- EXERCISE BRIEF -
Each line from the beginning of the data below through the line containing "negative clicks: (373, 190) (257, 17)" should be repeated exactly, please.
----------------
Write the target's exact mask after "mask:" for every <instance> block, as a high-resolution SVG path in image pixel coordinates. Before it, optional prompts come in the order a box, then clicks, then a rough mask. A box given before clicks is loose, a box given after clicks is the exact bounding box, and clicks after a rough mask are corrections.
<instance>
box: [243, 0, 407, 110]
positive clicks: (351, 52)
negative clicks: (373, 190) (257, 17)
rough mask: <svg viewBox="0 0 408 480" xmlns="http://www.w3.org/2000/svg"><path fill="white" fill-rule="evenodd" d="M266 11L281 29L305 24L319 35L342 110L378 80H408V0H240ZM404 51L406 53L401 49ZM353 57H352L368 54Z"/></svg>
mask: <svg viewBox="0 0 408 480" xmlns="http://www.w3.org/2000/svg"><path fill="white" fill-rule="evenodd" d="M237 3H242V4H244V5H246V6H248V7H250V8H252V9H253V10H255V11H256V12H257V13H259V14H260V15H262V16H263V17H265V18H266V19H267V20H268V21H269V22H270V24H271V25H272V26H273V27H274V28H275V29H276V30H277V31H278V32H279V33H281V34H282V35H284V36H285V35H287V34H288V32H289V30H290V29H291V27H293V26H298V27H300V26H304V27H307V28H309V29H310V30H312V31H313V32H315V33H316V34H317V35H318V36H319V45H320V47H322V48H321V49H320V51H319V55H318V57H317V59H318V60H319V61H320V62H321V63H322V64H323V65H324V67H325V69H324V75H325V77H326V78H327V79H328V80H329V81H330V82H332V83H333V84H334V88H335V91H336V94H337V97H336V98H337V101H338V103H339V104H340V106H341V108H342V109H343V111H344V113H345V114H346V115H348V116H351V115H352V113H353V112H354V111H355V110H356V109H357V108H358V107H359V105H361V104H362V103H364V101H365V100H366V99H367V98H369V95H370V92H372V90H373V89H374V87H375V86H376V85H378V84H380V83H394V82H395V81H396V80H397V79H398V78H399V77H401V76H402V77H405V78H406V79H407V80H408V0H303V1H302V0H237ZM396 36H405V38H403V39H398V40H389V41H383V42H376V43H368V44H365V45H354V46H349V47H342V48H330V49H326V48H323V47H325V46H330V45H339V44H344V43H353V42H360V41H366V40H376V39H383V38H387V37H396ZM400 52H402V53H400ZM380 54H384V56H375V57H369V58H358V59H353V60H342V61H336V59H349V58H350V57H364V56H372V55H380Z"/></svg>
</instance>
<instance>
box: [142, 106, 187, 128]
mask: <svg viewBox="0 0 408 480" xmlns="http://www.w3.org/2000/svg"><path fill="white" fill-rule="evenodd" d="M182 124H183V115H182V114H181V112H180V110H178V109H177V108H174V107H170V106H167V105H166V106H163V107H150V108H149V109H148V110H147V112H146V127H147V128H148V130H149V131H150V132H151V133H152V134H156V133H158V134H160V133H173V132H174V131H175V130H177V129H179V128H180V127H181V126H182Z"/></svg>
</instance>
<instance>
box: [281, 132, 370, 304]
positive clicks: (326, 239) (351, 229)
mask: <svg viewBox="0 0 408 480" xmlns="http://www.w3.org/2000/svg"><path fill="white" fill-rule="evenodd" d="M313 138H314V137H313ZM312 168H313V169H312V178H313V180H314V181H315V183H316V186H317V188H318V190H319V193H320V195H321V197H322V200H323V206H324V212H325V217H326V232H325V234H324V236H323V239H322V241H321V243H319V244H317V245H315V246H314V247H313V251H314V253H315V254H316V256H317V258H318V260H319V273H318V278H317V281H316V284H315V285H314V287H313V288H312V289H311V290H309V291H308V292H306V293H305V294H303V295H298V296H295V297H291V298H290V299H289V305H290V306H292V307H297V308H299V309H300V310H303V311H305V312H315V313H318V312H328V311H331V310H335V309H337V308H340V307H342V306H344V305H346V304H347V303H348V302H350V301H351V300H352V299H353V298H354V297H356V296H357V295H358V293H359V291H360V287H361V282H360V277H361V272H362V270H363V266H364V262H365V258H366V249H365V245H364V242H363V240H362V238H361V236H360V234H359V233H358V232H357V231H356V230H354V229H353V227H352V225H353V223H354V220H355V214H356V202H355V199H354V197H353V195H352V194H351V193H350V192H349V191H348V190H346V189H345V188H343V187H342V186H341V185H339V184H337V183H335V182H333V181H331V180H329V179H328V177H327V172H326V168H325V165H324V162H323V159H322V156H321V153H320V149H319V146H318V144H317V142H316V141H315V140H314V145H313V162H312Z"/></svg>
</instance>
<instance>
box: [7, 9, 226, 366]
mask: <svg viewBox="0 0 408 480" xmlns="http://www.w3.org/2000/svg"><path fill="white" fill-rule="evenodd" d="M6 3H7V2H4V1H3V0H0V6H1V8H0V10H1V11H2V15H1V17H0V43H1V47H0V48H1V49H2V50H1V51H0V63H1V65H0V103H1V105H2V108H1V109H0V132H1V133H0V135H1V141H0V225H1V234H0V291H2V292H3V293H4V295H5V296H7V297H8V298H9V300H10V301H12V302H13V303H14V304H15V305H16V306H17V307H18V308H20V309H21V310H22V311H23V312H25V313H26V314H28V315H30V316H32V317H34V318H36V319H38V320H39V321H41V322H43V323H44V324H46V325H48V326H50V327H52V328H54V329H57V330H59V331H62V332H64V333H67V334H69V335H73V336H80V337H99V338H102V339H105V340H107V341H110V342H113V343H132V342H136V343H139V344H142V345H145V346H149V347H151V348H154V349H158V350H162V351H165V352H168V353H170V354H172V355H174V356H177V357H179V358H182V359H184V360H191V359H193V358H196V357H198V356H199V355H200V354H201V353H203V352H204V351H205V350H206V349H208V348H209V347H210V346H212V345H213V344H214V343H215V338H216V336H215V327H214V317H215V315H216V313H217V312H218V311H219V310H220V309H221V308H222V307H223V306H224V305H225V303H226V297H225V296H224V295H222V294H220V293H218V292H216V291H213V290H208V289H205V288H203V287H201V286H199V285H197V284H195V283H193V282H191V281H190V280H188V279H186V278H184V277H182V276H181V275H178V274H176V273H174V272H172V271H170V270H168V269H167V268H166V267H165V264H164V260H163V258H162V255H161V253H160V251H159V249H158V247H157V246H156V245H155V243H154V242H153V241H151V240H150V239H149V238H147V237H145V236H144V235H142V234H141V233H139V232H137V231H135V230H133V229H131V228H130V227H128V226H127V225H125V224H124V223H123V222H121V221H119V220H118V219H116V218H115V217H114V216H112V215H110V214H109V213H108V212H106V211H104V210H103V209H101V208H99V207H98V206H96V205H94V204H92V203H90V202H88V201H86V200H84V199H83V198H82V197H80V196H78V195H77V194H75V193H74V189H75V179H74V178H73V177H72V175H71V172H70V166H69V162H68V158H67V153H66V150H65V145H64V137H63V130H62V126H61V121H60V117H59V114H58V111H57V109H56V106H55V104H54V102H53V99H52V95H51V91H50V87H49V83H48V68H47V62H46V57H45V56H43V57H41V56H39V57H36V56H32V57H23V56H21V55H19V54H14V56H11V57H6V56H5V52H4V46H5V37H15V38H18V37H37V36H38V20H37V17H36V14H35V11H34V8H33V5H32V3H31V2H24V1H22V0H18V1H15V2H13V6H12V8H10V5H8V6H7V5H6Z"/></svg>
----------------
- RESULT OF THIS EXERCISE -
Write the target's exact mask after "mask:" for every <instance> block, as a high-resolution SVG path in image pixel coordinates. Before it, optional prompts come in the order a box, then clicks, then a rough mask. A box given before clicks is loose, a box given after clicks is the exact bounding box, and clicks after a rough mask are corrections.
<instance>
box: [243, 0, 407, 110]
positive clicks: (351, 52)
negative clicks: (373, 190) (257, 17)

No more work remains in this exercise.